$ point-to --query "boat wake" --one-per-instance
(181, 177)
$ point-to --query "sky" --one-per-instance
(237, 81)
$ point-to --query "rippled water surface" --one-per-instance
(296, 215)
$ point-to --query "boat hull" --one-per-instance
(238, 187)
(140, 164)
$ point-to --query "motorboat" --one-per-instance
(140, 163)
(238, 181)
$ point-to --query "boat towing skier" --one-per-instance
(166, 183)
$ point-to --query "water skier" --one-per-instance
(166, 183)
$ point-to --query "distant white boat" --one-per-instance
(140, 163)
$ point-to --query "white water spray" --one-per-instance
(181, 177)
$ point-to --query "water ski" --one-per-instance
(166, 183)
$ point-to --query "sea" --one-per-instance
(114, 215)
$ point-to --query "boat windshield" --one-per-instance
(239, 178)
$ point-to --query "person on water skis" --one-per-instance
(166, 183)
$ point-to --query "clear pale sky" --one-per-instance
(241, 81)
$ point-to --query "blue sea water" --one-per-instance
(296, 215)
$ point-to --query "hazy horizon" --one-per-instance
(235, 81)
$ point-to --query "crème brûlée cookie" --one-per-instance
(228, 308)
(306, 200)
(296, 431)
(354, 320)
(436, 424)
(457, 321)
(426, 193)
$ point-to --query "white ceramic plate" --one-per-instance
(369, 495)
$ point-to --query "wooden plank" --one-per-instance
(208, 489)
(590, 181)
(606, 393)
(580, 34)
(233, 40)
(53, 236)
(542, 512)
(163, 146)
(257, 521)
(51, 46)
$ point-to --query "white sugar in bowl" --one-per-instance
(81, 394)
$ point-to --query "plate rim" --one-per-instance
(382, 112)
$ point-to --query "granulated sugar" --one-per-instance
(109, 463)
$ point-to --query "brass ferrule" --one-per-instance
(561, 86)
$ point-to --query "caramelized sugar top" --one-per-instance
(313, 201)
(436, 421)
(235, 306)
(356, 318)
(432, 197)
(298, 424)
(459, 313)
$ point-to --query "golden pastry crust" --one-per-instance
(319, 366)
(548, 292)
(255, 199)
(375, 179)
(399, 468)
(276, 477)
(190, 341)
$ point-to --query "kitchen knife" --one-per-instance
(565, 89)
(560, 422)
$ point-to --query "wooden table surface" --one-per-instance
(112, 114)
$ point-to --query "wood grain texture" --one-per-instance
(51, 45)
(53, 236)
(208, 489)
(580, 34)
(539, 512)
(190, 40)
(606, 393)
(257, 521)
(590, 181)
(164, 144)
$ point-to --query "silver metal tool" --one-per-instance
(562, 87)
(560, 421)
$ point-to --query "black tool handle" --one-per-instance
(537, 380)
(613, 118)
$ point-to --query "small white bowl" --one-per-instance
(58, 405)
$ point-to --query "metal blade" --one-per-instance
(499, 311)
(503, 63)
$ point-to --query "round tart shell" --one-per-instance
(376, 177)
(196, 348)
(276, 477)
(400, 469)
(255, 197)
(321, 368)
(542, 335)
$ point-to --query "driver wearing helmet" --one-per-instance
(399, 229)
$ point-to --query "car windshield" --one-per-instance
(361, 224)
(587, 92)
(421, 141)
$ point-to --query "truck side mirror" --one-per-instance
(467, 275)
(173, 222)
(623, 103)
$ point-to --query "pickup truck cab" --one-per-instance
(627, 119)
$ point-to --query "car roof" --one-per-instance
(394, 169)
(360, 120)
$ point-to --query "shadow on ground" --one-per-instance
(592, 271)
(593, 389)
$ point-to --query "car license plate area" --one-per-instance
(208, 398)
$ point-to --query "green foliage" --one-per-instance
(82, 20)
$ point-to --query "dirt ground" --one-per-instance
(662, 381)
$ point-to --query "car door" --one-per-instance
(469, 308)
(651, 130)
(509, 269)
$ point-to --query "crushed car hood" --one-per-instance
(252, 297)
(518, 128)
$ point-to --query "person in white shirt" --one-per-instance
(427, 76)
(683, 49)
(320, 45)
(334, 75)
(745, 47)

- - -

Reproduce each record shown above without altering a single word.

$ point-to --query "boat wake" --one-per-instance
(181, 177)
$ point-to --query "sky" --one-per-instance
(237, 81)
$ point-to --query "rippled water surface" --one-per-instance
(296, 215)
$ point-to --query "boat hull" --one-per-instance
(238, 187)
(140, 164)
$ point-to --query "motorboat" --one-per-instance
(140, 163)
(238, 181)
$ point-to --query "boat towing skier" --one-per-instance
(166, 183)
$ point-to --query "water skier" --one-per-instance
(166, 183)
$ point-to --query "distant white boat" --one-per-instance
(140, 163)
$ point-to --query "white water spray" --one-per-instance
(181, 177)
$ point-to --query "water ski" --one-per-instance
(166, 183)
$ point-to --query "sea" --one-per-instance
(114, 215)
$ point-to --query "boat windshield" --one-per-instance
(239, 178)
$ point-to --query "person on water skis" --one-per-instance
(166, 183)
$ point-to --query "clear pale sky" --one-per-instance
(241, 81)
$ point-to --query "blue sea water" --one-per-instance
(296, 215)
$ point-to --query "hazy horizon" --one-per-instance
(235, 81)
$ point-to --query "crème brûlée cookie" --one-per-instance
(228, 308)
(306, 200)
(296, 431)
(354, 320)
(436, 424)
(457, 321)
(426, 193)
$ point-to --query "white ceramic plate" --one-per-instance
(369, 495)
$ point-to --query "wooden plank" --one-per-instance
(208, 489)
(590, 181)
(606, 393)
(580, 34)
(233, 40)
(53, 236)
(542, 512)
(163, 146)
(257, 521)
(51, 46)
$ point-to --query "white sugar in bowl" --one-per-instance
(81, 394)
$ point-to --query "plate rim" --one-per-instance
(382, 112)
$ point-to --query "granulated sugar" --one-per-instance
(109, 463)
$ point-to --query "brass ferrule" --one-per-instance
(561, 86)
$ point-to --query "caramelized sugar top" --one-per-instance
(313, 201)
(436, 421)
(235, 306)
(356, 318)
(432, 197)
(298, 424)
(459, 313)
$ point-to --query "golden pastry crust" --one-per-instance
(319, 366)
(548, 292)
(255, 199)
(375, 179)
(399, 468)
(276, 477)
(190, 341)
$ point-to --query "kitchen knife" --one-per-instance
(565, 89)
(560, 422)
$ point-to --query "wooden table surface" --one-per-instance
(112, 114)
$ point-to --query "wood grain texture" --one-per-instance
(51, 45)
(53, 236)
(208, 489)
(580, 34)
(539, 512)
(190, 40)
(606, 393)
(257, 521)
(590, 181)
(164, 144)
$ point-to --query "silver metal tool" --one-per-instance
(562, 87)
(560, 421)
$ point-to --query "black tool handle" --one-per-instance
(537, 380)
(613, 118)
$ point-to --query "small white bowl" --one-per-instance
(58, 405)
$ point-to --query "metal blade" --one-per-instance
(499, 311)
(503, 63)
$ point-to --query "round tart shell" --one-per-instance
(376, 177)
(196, 348)
(276, 477)
(400, 469)
(255, 197)
(321, 368)
(542, 335)
$ point-to --query "driver wearing helmet" --one-per-instance
(399, 229)
$ point-to --query "car windshield" --one-per-instance
(361, 224)
(587, 92)
(421, 141)
$ point-to --query "truck side mirror" --one-per-instance
(467, 275)
(173, 222)
(623, 103)
$ point-to --query "pickup truck cab" --one-per-instance
(627, 119)
$ point-to --query "car roof" --one-per-instance
(394, 169)
(360, 120)
$ point-to --query "shadow on ground" --one-per-instance
(592, 271)
(593, 389)
$ point-to --query "car license plate area" --one-per-instance
(208, 398)
$ point-to --query "green foliage" --one-per-instance
(82, 20)
$ point-to --query "dirt ground" --one-per-instance
(662, 381)
$ point-to --query "car door" --one-per-instance
(469, 308)
(651, 130)
(509, 269)
$ point-to --query "crushed car hood" --one-per-instance
(252, 297)
(518, 128)
$ point-to --query "person in white shirt" --one-per-instance
(427, 76)
(683, 49)
(320, 45)
(334, 75)
(745, 47)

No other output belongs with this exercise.